* **Ejercicio**
Escribe la continuación del texto sobre el psicoanálisis y el imperativo de gozar, empezando justo después de su última frase.

* **Texto seleccionado**
Podríamos describir la percepción habitual del psicoanálisis de la siguiente manera: imagine a alguien que advierte que su sexualidad está reprimida, e inmediatamente desea tener relaciones sexuales liberadoras. Sin embargo, dado que ha interiorizado las instancias del superego, las prohibiciones sociales, no puede gozar de manera libre y espontánea de sus relaciones. En consecuencia, acude al psicoanalista pensando que el psicoanálisis debería ayudarle en este punto para hacerle más libres, para que sea capaz de superar esas prohibiciones sociales y gozar del sexo, etcétera. Es ésta una manera equivocada de concebir la función de la terapia psicoanalítica, porque es justamente lo contrario, no nos sentimos culpables porque las prohibiciones sociales nos impidan gozar, sino por todo lo contrario, por no ser capaces de seguir la ley del superego que lanza sobre nosotros el imperativo de gozar. Por muy paradójico que pueda parecer, la verdadera función del psicoanálisis, lejos de ser la de permitirnos gozar, es la de no permitirnos hacerlo. Quizá es el único gran discurso cuyo principal mensaje para el sujeto es “no debes disfrutar”, el único gran discurso que te permite no gozar. En este sentido, te concede una libertad total en contra de todas esas propuestas sobre el goce. Por otra parte, el resultado de esta actitud totalmente permisiva de las sociedades occidentales es que nuestras vidas están más reguladas que nunca. Qué desesperación en la gente para conseguir gozar, no a la grasa, sí al jogging, no al acoso sexual, la vida ya no puede estar más regulada. Lacan lo expresó muy bien cuando cambió la fórmula de Dostoievsky según la cual si Dios ha muerto todo está permitido por esta otra: si Dios ha muerto, todo está prohibido. Nos encontramos ante el fundamentalismo de la liberación. Creo que el psicoanálisis es hoy más necesario que nunca.
MA: En alguna entrevista anterior ha dicho que para usted el sexo no es un placer, sino una responsabilidad, un acto de autocontrol. ¿Por qué es así?

* **Datos del ejercicio**
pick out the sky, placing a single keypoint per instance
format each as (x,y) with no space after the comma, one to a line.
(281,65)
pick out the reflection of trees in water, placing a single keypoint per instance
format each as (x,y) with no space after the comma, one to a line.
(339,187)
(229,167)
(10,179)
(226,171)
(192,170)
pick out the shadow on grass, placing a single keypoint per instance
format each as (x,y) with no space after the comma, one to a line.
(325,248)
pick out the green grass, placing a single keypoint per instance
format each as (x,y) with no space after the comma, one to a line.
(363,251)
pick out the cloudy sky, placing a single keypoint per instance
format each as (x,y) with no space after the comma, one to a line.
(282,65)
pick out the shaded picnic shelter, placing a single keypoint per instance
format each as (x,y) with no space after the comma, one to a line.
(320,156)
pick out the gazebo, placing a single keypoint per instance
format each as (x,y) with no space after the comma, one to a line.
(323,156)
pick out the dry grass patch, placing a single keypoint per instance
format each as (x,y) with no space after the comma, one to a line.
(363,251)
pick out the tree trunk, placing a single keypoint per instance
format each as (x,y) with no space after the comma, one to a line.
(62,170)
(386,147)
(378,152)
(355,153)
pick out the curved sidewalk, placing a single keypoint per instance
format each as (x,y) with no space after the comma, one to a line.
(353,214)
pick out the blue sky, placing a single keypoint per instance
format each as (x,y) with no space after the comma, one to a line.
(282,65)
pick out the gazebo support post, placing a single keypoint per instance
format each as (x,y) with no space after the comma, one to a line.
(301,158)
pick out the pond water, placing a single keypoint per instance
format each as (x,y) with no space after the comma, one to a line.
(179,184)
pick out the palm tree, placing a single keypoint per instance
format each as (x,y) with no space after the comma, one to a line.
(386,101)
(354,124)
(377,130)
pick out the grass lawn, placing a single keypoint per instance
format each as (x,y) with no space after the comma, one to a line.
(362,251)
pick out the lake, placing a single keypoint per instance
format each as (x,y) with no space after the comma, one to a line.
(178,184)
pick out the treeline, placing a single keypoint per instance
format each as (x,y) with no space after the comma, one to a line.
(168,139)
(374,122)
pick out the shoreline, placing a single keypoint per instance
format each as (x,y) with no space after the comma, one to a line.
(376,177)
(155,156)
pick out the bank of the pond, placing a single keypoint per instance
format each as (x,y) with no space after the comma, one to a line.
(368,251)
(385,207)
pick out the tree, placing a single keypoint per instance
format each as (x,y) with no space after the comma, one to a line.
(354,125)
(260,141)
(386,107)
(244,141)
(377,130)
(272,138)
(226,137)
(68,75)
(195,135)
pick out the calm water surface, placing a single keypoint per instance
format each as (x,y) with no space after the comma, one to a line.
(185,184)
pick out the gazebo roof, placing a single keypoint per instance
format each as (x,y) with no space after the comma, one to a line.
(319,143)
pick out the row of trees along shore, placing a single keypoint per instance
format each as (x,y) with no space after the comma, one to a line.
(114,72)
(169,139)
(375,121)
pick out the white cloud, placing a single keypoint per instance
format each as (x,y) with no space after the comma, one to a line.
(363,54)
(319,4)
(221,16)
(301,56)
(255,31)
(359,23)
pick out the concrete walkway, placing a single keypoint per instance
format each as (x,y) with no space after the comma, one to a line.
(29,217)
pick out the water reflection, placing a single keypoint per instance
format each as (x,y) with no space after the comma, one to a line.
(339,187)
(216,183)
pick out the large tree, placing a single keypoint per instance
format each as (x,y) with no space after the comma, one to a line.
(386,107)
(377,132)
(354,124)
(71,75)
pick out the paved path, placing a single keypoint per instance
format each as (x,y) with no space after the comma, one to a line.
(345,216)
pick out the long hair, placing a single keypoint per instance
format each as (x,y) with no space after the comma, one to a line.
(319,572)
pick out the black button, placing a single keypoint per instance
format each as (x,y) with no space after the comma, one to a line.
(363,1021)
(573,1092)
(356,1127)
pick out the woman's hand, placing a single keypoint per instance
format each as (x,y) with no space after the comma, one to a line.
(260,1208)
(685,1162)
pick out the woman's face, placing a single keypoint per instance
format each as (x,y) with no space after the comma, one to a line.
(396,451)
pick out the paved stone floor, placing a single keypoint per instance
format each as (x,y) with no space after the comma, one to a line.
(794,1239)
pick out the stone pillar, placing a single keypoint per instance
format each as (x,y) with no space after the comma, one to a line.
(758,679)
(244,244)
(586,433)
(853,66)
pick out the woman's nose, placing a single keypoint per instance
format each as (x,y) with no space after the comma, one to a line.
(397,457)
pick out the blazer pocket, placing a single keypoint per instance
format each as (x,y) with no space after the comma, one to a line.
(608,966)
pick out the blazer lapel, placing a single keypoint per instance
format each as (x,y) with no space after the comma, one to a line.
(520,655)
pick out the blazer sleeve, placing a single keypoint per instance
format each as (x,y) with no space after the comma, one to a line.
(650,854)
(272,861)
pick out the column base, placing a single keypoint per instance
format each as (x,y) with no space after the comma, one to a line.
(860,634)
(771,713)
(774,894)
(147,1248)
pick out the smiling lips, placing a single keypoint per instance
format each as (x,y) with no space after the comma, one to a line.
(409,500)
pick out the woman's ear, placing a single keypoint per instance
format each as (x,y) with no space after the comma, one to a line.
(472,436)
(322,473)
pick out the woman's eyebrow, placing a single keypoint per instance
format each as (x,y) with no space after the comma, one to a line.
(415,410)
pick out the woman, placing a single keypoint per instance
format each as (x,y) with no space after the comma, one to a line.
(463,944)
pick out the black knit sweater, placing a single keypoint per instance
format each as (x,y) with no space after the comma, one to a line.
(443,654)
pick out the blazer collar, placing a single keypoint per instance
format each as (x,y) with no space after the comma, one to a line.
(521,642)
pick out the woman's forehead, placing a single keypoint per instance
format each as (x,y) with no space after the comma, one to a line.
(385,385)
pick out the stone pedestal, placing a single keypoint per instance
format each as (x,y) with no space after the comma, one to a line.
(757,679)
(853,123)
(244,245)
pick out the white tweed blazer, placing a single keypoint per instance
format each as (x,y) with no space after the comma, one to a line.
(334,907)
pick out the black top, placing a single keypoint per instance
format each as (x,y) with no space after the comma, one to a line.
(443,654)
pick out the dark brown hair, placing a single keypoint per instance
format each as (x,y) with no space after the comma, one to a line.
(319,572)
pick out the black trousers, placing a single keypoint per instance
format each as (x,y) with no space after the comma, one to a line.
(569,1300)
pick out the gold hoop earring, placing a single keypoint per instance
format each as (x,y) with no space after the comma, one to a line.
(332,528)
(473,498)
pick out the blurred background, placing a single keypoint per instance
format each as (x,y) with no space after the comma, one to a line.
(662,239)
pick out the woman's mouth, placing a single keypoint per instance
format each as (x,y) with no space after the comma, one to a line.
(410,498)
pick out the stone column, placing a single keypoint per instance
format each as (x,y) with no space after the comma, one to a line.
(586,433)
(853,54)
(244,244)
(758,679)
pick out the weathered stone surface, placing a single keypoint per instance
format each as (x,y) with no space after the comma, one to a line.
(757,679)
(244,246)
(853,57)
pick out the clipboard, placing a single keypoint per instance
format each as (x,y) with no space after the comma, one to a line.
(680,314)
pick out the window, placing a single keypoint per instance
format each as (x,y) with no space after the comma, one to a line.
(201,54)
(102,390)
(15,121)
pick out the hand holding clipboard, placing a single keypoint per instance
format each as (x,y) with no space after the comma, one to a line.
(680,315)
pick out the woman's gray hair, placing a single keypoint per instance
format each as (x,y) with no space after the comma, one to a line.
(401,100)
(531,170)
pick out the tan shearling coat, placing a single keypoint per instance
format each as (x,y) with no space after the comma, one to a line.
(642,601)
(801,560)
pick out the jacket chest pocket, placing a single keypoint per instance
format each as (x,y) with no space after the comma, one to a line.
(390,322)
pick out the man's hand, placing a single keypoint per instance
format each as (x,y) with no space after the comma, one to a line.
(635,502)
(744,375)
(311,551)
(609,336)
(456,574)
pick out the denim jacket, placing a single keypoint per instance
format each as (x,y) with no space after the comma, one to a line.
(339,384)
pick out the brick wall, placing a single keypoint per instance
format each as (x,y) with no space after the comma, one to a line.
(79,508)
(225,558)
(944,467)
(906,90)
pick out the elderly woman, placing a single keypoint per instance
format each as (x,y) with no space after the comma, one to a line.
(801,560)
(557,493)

* **Área de respuesta**
SŽ: En primer lugar opongo, en un sentido lacaniano, el placer al goce, por supuesto cierta clase de placer. Hoy estamos ante una presión social que nos impone unos comportamientos sexuales, tengo la responsabilidad de hacer gozar a mi compañera, por ejemplo, y si lo hago me siento relajado. El acto sexual se presenta como una responsabilidad. Como dice Lacan, lo que se opone al placer no es la responsabilidad sino el goce, en el sentido de exceso traumático de placer. Por poner un ejemplo ingenuo: imagine que usted vive una vida tranquila, una vida familiar placentera, con sus amistades, sus costumbres, etcétera. En ese caso, la llegada del amor representa una catástrofe, supone, por decirlo con san Pablo o Carl Smith, la irrupción de un “estado de emergencia”.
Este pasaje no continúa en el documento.